• _Voci fornite_:
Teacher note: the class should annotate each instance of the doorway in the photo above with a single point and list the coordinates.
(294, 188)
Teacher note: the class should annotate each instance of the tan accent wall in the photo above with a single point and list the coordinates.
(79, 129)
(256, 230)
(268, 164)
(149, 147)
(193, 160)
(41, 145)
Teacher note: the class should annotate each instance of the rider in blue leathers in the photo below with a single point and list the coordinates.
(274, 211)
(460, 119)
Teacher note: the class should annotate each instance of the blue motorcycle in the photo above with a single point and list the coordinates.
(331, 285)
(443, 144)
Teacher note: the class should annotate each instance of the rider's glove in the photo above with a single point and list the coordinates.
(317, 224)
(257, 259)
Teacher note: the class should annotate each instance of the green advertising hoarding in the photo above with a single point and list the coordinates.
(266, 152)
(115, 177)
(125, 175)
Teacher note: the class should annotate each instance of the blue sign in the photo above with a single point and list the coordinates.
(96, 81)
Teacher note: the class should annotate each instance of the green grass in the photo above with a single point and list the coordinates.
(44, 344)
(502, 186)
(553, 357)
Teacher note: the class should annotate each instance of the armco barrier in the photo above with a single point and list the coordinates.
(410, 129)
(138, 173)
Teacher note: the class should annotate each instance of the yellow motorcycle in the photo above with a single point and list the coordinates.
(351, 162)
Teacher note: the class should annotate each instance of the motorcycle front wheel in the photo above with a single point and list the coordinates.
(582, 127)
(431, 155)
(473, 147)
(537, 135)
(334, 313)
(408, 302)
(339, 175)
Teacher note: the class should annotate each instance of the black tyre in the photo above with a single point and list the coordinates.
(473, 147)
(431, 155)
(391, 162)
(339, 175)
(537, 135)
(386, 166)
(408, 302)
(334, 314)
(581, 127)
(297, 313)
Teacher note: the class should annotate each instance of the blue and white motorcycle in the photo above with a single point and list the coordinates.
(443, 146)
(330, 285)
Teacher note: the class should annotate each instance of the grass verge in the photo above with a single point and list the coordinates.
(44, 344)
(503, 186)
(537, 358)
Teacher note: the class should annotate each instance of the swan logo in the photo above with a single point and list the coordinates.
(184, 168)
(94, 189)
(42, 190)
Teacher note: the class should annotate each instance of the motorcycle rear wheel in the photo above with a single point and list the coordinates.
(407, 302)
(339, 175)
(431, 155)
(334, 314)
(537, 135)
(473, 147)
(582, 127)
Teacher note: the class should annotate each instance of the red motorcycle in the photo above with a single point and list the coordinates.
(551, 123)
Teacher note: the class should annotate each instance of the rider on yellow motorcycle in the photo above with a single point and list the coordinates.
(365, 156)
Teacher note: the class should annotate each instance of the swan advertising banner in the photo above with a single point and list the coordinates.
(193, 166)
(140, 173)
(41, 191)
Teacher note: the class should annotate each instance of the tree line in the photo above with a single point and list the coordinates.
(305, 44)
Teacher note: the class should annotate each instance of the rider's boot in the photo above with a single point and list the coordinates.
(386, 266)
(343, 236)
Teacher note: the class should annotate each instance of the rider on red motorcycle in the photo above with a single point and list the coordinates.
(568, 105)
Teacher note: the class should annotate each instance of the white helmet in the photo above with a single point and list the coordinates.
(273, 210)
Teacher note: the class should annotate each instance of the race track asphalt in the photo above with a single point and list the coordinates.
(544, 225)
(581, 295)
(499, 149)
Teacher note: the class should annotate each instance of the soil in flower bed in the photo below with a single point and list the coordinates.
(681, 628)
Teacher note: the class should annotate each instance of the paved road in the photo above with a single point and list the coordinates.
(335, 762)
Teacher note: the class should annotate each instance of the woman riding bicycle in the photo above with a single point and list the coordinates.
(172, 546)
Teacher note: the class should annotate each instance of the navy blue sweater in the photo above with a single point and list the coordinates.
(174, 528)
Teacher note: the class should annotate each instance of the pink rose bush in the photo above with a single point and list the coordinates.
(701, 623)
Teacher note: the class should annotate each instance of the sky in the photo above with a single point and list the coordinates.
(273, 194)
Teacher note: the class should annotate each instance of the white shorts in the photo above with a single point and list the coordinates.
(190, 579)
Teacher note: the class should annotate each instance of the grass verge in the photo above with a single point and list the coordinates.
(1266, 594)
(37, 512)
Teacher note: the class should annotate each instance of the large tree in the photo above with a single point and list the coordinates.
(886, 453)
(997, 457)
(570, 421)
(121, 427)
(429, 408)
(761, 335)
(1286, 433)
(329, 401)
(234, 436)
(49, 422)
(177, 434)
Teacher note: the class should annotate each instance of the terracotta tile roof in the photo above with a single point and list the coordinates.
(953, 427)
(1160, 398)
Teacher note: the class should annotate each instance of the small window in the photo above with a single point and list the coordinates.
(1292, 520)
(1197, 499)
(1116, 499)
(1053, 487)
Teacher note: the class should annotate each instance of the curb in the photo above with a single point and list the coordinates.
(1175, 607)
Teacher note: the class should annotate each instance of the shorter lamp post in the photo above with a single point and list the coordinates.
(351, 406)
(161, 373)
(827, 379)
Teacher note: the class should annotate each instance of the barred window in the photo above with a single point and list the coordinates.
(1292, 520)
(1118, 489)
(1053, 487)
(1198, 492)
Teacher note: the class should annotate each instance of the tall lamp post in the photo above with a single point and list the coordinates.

• _Compito breve_: Per favore, ricopia senza modifiche le righe delle voci qui sopra, dalla riga che contiene "of the large" giù fino a quella che contiene "(1160, 398)", entrambe incluse.

• _Risultato dell'esercizio_:
Teacher note: the class should annotate each instance of the large tree in the photo above with a single point and list the coordinates.
(886, 453)
(997, 457)
(570, 421)
(121, 427)
(429, 408)
(761, 335)
(1286, 433)
(329, 401)
(234, 436)
(49, 422)
(177, 434)
Teacher note: the class should annotate each instance of the terracotta tile roof in the photo above with a single point and list the coordinates.
(953, 427)
(1160, 398)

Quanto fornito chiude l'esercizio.